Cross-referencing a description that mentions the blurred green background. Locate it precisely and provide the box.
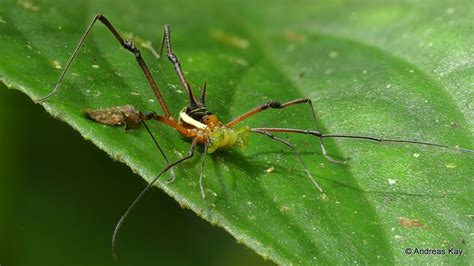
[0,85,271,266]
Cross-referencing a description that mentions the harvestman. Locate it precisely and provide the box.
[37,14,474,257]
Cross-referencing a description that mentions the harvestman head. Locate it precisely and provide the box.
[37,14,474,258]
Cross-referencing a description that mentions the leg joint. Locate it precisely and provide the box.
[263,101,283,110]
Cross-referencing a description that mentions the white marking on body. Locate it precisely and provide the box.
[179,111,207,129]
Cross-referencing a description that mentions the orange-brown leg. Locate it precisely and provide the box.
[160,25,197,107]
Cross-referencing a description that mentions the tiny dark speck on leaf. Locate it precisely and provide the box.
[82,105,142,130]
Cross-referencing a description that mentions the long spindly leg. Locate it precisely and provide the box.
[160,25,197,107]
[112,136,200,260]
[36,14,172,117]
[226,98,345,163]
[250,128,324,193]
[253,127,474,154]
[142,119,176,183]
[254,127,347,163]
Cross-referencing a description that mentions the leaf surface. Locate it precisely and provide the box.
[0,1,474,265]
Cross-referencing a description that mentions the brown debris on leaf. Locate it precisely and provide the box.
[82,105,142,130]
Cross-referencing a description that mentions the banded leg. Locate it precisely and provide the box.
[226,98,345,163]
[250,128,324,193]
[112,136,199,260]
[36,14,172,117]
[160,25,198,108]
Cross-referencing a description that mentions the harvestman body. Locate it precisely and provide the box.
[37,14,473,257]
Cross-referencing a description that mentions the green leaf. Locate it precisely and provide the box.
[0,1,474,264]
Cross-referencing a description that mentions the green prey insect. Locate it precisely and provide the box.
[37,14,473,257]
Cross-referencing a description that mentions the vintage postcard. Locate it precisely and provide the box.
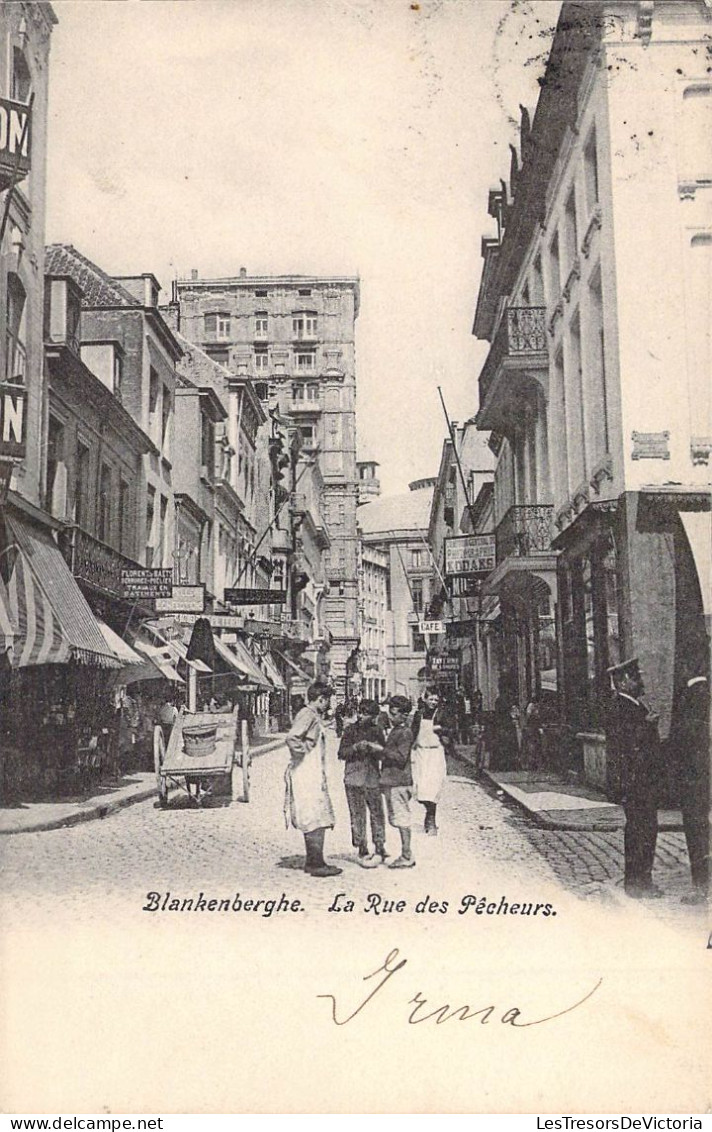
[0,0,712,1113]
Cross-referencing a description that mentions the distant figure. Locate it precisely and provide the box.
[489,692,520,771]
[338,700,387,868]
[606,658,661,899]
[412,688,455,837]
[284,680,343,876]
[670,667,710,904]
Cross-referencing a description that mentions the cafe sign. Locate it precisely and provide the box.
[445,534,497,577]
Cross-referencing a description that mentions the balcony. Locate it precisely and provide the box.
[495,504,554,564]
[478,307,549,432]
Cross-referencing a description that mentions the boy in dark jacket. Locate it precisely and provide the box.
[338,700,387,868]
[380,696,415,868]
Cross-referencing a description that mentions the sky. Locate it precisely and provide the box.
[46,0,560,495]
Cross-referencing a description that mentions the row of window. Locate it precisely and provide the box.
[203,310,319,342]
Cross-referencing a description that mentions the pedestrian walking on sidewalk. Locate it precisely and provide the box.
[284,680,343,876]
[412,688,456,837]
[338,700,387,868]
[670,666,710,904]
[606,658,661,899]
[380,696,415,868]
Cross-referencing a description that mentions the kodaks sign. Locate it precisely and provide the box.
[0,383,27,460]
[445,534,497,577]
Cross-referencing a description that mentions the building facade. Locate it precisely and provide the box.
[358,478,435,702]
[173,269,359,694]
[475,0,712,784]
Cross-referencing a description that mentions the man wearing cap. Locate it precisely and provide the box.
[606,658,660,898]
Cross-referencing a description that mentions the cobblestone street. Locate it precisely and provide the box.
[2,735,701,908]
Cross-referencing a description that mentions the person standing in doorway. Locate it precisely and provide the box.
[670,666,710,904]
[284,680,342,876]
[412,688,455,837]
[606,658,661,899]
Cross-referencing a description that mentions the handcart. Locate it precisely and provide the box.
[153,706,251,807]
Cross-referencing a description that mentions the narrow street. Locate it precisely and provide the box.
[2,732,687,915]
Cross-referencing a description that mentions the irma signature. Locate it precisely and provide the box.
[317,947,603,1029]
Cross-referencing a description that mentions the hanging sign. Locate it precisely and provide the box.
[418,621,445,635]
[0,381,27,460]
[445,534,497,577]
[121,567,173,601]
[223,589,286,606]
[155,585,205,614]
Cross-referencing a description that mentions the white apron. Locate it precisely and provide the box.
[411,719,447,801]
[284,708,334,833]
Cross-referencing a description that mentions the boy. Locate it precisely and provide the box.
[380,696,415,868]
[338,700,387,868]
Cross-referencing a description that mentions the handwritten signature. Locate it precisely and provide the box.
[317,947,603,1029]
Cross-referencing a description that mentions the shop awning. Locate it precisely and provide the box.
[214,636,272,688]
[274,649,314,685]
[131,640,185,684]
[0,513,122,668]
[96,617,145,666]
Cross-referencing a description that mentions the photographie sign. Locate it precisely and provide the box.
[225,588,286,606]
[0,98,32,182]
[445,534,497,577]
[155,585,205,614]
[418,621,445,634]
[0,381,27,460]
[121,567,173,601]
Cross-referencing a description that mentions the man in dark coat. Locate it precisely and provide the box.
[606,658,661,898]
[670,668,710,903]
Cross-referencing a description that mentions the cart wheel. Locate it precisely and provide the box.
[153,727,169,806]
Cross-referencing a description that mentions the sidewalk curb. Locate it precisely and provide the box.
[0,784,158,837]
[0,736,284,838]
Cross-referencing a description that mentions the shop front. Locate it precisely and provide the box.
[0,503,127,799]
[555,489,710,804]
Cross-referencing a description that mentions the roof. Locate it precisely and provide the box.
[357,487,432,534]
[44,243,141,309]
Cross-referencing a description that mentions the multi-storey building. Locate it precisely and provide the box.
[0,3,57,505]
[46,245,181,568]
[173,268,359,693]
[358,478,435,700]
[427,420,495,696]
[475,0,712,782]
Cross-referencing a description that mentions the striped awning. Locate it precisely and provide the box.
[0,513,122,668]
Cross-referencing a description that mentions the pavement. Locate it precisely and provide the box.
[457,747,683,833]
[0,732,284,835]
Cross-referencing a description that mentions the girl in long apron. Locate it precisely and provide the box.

Yapılacak iş
Kayıtlarda "Cross-referencing a description that mentions the orange-brown" geçen satırdan "[203,310,319,342]" geçen satıra kadarki bölümü, iki uçtaki satırlar da dahil olmak üzere satır satır yeniden yazın. Kutu koordinatlarının her birini 0,45 ile çarpıp tam sayıya yuvarlayın (buçuklu olanları yukarı yuvarlayın). Yanıtınıza resimleri koymayın ve bu bölümün dışındaki satırları eklemeyin.

Bu alıştırmanın çözümü
Cross-referencing a description that mentions the orange-brown leg. Locate it precisely and provide the box.
[72,11,89,48]
Cross-referencing a description that mentions the tiny dark speck on leaf. Locate it precisely and provide the box.
[37,47,64,59]
Cross-referencing a description that mentions the long spindly leg. Locate it precisely and provide the box.
[72,11,89,48]
[50,61,90,117]
[16,6,77,53]
[102,44,155,73]
[113,58,146,87]
[114,57,213,69]
[64,54,79,82]
[114,57,156,73]
Cross-referencing a description that mentions the leaf surface. Locate it precisely and provide the box.
[0,0,213,119]
Cross-referencing a description that mentions the brown debris on leaf. Locate it precisely and provide the box.
[37,47,64,59]
Cross-referencing a description that mentions the banded leg. Locate it precisely and provide the box.
[102,44,155,73]
[113,58,146,87]
[50,61,90,117]
[16,6,77,53]
[72,11,89,49]
Cross-referencing a description that mentions the harvestman body. Locate it precisely and provide the box.
[17,6,213,116]
Cross-referencing a description that mentions the green leaf. Locate it precisely and provide the box.
[0,0,213,119]
Cross-referencing a description that mentions the green prey insect. Locate it precisely and provide the box.
[17,6,213,116]
Cross-referencing a description that mentions the vintage postcard. Locate it precisely and provide the box.
[0,0,320,501]
Cross-referencing a description that mentions the distant figure. Locate it precisely and provide the box.
[220,311,234,347]
[152,315,174,391]
[273,296,297,405]
[185,310,205,377]
[128,306,154,394]
[302,300,320,407]
Cross-referencing a description that mentions the cafe sign. Locate it precisely and provide the box.
[200,240,224,260]
Cross-referencing a description that mentions the balcony. Locate it precisely and provide the box.
[223,227,249,254]
[215,138,247,194]
Cross-referencing a description that mentions the boy in dark jacket. Locate it precisely and provide the box.
[152,315,174,391]
[171,313,187,391]
Cross-referencing a description that mentions the sky. Locate it precisely and provide the box.
[21,0,252,223]
Cross-referencing a description that mentions the row of window. Locate it precisely and provide the box.
[91,140,144,154]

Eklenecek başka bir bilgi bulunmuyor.